Output the stretch from the line that contains "form (615, 174)." through the end of the rows as a JSON list of strings, one per line, leaving out blank lines.

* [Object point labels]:

⁂

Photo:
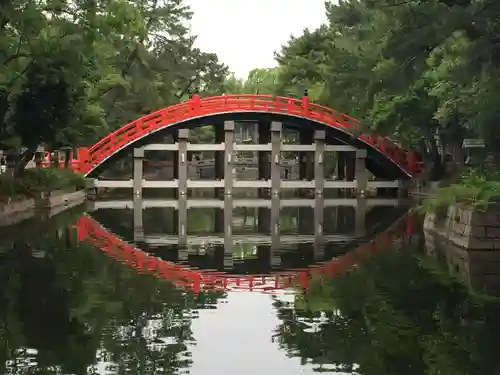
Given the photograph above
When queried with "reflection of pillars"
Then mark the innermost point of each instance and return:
(319, 170)
(263, 220)
(275, 158)
(182, 220)
(228, 157)
(219, 157)
(228, 232)
(305, 157)
(175, 160)
(138, 171)
(183, 163)
(264, 156)
(275, 232)
(360, 217)
(319, 207)
(361, 173)
(138, 220)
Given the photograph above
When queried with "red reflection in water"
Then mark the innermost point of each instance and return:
(91, 231)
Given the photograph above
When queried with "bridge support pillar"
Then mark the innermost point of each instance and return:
(361, 173)
(275, 232)
(228, 162)
(138, 172)
(183, 162)
(319, 157)
(319, 211)
(306, 160)
(263, 220)
(138, 220)
(228, 233)
(219, 158)
(182, 220)
(341, 165)
(264, 165)
(276, 158)
(360, 217)
(306, 166)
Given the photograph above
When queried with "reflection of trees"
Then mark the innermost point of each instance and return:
(64, 309)
(390, 315)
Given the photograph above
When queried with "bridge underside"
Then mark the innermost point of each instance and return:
(376, 162)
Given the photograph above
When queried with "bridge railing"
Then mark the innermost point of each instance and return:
(198, 107)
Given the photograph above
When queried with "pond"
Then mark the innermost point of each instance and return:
(97, 292)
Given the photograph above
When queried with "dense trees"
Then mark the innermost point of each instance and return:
(407, 69)
(71, 72)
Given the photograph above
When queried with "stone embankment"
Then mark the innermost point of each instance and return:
(16, 211)
(467, 227)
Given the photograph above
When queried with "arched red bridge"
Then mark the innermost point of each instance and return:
(384, 157)
(198, 280)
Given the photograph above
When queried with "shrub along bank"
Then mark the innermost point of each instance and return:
(476, 188)
(35, 181)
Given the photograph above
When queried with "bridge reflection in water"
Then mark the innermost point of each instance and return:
(257, 245)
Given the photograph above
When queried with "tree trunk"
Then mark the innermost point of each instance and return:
(24, 160)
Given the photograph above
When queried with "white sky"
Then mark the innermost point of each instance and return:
(246, 33)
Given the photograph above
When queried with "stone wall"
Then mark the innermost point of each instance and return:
(467, 228)
(17, 211)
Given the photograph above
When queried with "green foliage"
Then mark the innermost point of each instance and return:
(37, 180)
(406, 69)
(475, 189)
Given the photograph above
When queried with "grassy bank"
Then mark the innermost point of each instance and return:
(475, 188)
(35, 181)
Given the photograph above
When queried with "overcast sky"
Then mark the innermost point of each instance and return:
(245, 34)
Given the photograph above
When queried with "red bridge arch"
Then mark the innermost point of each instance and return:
(199, 280)
(385, 157)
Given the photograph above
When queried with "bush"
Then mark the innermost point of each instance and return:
(477, 188)
(37, 180)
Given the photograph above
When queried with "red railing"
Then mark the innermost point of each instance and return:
(199, 280)
(89, 158)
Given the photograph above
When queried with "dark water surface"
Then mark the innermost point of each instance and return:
(76, 296)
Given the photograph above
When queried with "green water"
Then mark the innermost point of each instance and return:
(66, 307)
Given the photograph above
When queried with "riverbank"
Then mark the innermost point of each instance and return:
(466, 213)
(48, 191)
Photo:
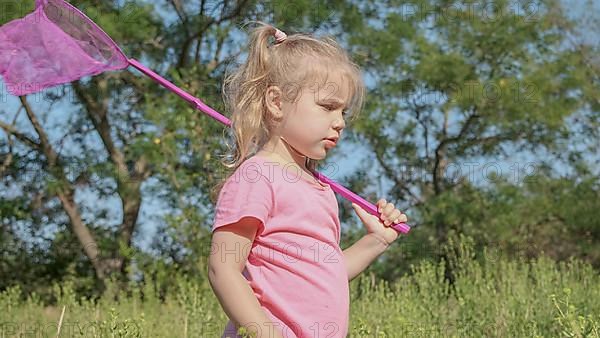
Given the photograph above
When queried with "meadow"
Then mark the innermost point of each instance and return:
(489, 296)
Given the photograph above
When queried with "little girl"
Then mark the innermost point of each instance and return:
(276, 265)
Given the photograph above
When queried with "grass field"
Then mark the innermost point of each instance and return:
(488, 298)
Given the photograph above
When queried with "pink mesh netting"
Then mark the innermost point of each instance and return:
(53, 45)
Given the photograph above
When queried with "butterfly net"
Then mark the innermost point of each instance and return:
(54, 44)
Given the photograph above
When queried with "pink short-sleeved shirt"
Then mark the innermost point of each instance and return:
(295, 267)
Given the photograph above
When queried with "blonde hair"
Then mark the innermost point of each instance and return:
(279, 64)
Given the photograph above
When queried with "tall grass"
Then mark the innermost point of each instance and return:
(490, 296)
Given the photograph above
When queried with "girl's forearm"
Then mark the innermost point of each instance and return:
(362, 253)
(241, 306)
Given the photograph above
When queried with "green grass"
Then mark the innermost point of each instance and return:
(491, 296)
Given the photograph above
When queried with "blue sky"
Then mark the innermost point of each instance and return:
(346, 159)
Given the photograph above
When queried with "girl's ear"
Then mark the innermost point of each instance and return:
(273, 100)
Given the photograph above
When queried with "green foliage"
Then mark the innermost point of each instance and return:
(490, 297)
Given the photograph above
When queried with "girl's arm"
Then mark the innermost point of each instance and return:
(229, 252)
(362, 253)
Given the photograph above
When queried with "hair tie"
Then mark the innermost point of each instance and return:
(279, 36)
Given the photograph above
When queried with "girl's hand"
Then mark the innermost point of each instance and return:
(382, 226)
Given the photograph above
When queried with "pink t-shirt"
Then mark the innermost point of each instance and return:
(295, 267)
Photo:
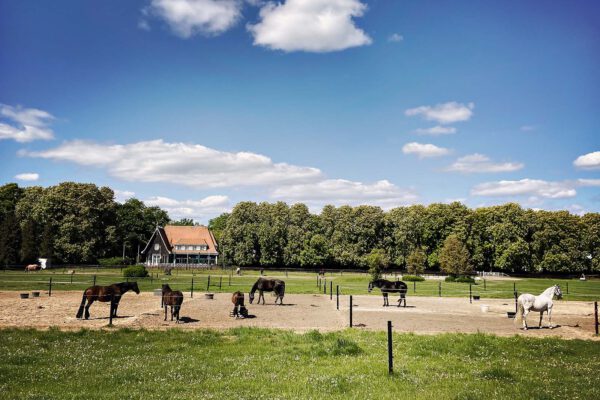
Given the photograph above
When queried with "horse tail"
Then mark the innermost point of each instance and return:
(81, 306)
(520, 311)
(282, 290)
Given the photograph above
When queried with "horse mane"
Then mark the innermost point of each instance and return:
(255, 286)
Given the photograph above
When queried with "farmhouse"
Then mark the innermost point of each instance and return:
(181, 245)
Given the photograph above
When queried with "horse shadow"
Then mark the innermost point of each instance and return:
(187, 320)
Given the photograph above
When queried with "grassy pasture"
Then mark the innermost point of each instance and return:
(258, 363)
(296, 282)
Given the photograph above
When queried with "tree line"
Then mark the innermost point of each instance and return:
(72, 223)
(499, 238)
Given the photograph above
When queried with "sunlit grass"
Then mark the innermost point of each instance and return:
(260, 363)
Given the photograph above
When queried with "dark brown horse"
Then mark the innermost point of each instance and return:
(239, 310)
(104, 294)
(173, 298)
(390, 287)
(268, 285)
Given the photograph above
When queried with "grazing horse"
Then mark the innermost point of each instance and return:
(239, 310)
(528, 302)
(173, 298)
(104, 294)
(390, 287)
(268, 285)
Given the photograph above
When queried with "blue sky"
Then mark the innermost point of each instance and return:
(195, 105)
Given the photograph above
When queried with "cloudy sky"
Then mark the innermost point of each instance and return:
(194, 105)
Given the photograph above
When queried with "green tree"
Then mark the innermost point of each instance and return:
(454, 256)
(415, 262)
(217, 225)
(10, 237)
(29, 242)
(377, 261)
(183, 222)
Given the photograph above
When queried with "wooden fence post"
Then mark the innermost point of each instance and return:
(112, 307)
(470, 293)
(350, 311)
(596, 316)
(390, 350)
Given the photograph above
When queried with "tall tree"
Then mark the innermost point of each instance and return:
(454, 256)
(29, 242)
(9, 239)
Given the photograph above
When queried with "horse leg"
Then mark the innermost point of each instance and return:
(81, 306)
(87, 308)
(115, 306)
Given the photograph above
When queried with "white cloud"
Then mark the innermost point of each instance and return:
(197, 209)
(121, 196)
(190, 17)
(479, 163)
(588, 161)
(395, 37)
(340, 192)
(180, 163)
(25, 124)
(526, 187)
(588, 182)
(528, 128)
(28, 176)
(446, 113)
(310, 25)
(423, 150)
(436, 130)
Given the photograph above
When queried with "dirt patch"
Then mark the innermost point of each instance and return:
(301, 312)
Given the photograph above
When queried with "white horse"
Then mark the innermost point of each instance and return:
(528, 302)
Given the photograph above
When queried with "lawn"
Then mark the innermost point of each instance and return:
(257, 363)
(296, 282)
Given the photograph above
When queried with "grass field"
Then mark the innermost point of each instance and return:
(256, 363)
(296, 282)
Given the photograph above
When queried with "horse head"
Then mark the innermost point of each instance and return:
(135, 288)
(558, 292)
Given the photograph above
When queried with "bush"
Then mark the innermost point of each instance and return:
(112, 261)
(412, 278)
(460, 279)
(135, 271)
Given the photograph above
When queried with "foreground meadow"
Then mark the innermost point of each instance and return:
(258, 363)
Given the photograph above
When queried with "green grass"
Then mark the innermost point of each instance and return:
(296, 282)
(270, 364)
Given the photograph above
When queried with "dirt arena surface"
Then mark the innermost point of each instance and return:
(301, 312)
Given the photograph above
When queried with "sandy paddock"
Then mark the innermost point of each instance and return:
(302, 312)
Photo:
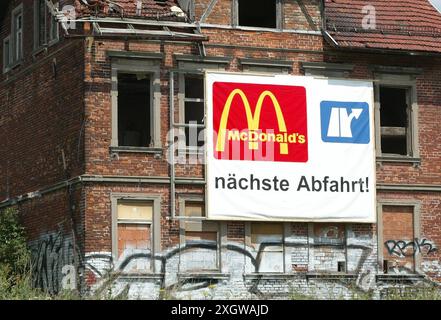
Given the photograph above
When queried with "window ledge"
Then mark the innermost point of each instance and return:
(330, 275)
(191, 151)
(249, 28)
(268, 275)
(307, 275)
(398, 159)
(157, 151)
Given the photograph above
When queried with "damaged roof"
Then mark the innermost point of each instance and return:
(410, 25)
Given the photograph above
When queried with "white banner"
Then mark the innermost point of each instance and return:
(289, 148)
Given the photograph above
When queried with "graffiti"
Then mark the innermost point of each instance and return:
(403, 248)
(56, 264)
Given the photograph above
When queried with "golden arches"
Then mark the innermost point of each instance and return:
(253, 120)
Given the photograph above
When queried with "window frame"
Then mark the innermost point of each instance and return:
(416, 229)
(48, 40)
(37, 25)
(279, 17)
(183, 199)
(17, 56)
(402, 82)
(54, 22)
(203, 226)
(155, 225)
(138, 66)
(199, 67)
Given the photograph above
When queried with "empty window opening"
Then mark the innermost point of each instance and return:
(258, 13)
(394, 120)
(194, 110)
(40, 21)
(135, 232)
(267, 240)
(6, 53)
(18, 35)
(194, 209)
(202, 254)
(134, 110)
(341, 266)
(385, 266)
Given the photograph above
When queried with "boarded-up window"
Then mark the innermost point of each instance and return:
(135, 233)
(327, 233)
(398, 237)
(194, 209)
(134, 110)
(267, 241)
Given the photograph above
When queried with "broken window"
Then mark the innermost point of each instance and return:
(6, 54)
(17, 28)
(194, 209)
(394, 120)
(134, 110)
(134, 232)
(257, 13)
(39, 23)
(267, 241)
(194, 112)
(53, 26)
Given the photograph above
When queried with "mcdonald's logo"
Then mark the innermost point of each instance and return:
(259, 122)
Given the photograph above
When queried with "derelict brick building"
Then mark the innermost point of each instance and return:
(89, 91)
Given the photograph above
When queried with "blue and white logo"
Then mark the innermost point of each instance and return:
(345, 122)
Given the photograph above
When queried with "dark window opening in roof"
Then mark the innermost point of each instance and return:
(394, 120)
(258, 13)
(134, 110)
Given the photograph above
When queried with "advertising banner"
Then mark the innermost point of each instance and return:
(289, 148)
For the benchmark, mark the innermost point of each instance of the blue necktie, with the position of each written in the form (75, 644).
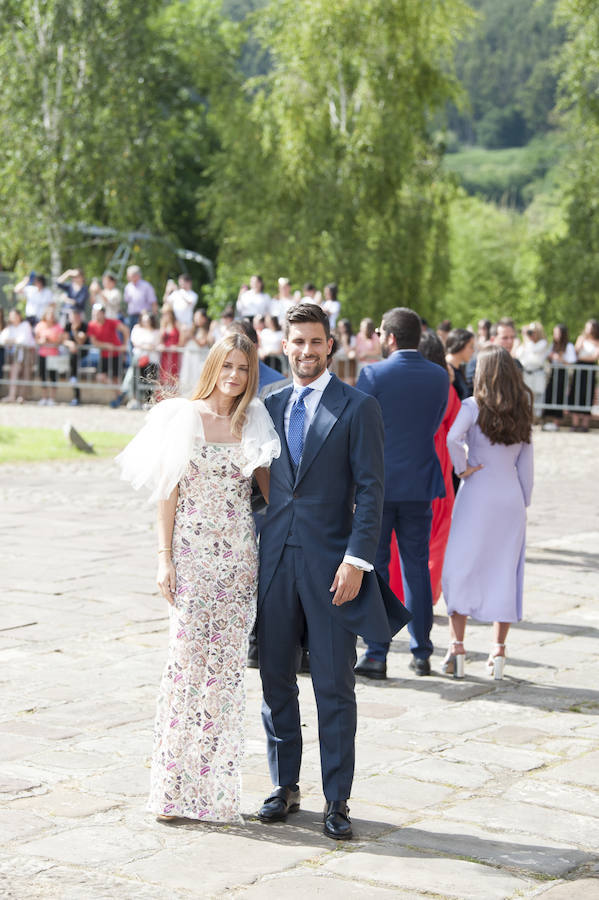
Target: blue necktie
(295, 435)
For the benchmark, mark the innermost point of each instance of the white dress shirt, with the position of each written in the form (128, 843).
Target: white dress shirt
(311, 403)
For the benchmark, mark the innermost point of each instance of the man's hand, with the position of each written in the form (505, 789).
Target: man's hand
(166, 579)
(346, 583)
(469, 470)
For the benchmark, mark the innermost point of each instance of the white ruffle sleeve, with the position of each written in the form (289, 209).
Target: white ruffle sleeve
(158, 455)
(259, 440)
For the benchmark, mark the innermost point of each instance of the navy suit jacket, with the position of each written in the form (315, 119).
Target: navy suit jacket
(342, 465)
(412, 393)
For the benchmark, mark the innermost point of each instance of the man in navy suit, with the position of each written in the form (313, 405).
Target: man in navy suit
(412, 393)
(317, 549)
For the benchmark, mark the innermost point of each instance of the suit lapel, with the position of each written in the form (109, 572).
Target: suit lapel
(276, 407)
(332, 403)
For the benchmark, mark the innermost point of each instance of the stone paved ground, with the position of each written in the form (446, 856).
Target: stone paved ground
(468, 789)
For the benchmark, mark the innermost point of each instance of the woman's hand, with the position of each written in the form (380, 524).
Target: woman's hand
(166, 578)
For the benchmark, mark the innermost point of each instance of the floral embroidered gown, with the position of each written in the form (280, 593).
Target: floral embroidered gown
(198, 736)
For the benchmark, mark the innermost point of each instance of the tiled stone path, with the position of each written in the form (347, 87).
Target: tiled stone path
(468, 789)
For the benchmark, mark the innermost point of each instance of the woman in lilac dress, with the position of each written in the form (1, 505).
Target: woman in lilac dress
(491, 450)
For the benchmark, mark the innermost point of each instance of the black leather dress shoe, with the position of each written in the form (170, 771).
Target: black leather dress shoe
(304, 665)
(371, 668)
(420, 666)
(337, 823)
(281, 802)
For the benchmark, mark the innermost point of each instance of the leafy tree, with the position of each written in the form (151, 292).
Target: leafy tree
(492, 263)
(101, 124)
(508, 70)
(327, 169)
(569, 258)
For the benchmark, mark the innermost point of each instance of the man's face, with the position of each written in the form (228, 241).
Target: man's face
(306, 347)
(505, 337)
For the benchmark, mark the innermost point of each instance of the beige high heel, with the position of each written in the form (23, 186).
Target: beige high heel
(453, 664)
(496, 665)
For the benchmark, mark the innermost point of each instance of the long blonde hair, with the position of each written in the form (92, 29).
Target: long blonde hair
(504, 402)
(213, 366)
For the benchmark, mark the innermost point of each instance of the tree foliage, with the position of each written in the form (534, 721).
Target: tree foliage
(327, 169)
(508, 70)
(101, 123)
(569, 259)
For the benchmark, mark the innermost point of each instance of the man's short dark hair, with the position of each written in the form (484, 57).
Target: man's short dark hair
(306, 312)
(405, 325)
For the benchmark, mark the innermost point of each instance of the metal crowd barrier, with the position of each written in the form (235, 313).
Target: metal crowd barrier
(571, 387)
(86, 374)
(89, 377)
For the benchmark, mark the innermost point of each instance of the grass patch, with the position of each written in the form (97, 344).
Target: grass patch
(40, 444)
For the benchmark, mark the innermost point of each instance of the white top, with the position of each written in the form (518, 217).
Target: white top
(112, 298)
(183, 303)
(252, 303)
(36, 301)
(270, 341)
(279, 307)
(311, 402)
(145, 341)
(569, 355)
(532, 354)
(332, 309)
(159, 454)
(21, 334)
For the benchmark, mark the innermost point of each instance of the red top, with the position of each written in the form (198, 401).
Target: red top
(47, 332)
(106, 333)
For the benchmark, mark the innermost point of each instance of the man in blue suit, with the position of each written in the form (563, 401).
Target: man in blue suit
(317, 549)
(412, 393)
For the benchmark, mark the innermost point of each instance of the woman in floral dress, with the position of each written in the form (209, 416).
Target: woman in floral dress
(198, 456)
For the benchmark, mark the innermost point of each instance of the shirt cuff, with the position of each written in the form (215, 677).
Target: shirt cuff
(358, 563)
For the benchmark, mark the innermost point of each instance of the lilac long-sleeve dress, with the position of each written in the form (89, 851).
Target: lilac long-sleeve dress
(483, 573)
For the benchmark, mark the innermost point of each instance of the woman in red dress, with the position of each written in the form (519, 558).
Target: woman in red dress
(432, 348)
(170, 360)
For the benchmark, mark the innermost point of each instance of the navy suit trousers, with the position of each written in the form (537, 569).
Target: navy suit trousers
(290, 601)
(411, 520)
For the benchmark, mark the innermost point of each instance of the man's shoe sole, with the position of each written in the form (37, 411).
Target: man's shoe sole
(282, 817)
(376, 676)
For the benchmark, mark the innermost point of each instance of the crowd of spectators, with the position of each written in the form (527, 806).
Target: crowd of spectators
(125, 339)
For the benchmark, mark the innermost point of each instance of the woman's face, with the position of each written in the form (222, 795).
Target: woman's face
(233, 377)
(468, 351)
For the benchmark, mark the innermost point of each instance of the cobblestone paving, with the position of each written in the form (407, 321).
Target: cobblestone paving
(469, 789)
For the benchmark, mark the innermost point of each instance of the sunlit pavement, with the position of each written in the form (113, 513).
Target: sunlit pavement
(463, 789)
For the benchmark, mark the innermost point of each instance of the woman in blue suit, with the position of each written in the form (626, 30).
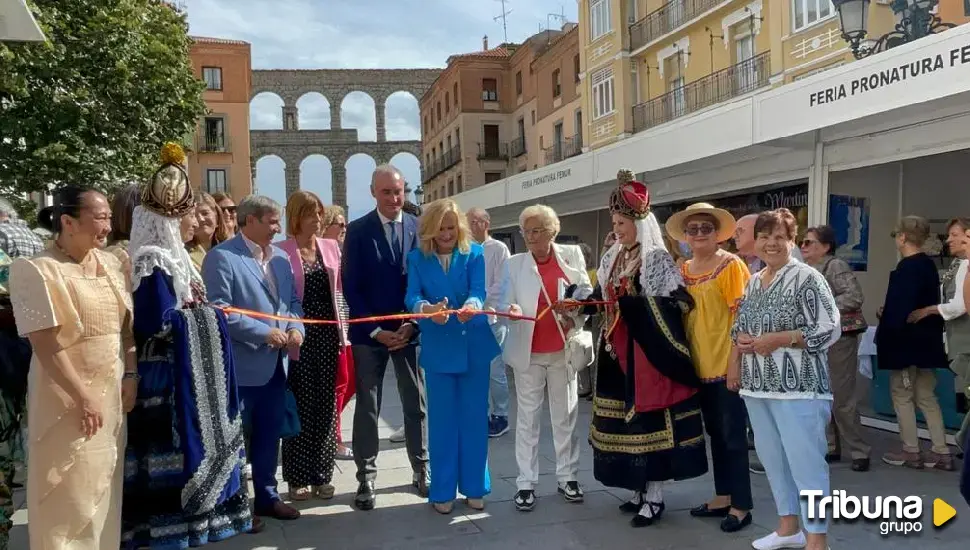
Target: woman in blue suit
(445, 272)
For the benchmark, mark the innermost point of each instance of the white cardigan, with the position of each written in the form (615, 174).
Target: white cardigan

⁂

* [Reply]:
[
  "For the benchmark, mark the innermost point of each instance of the white cardigan, with the position of each written in the form (615, 174).",
  "Target: white cardigan"
]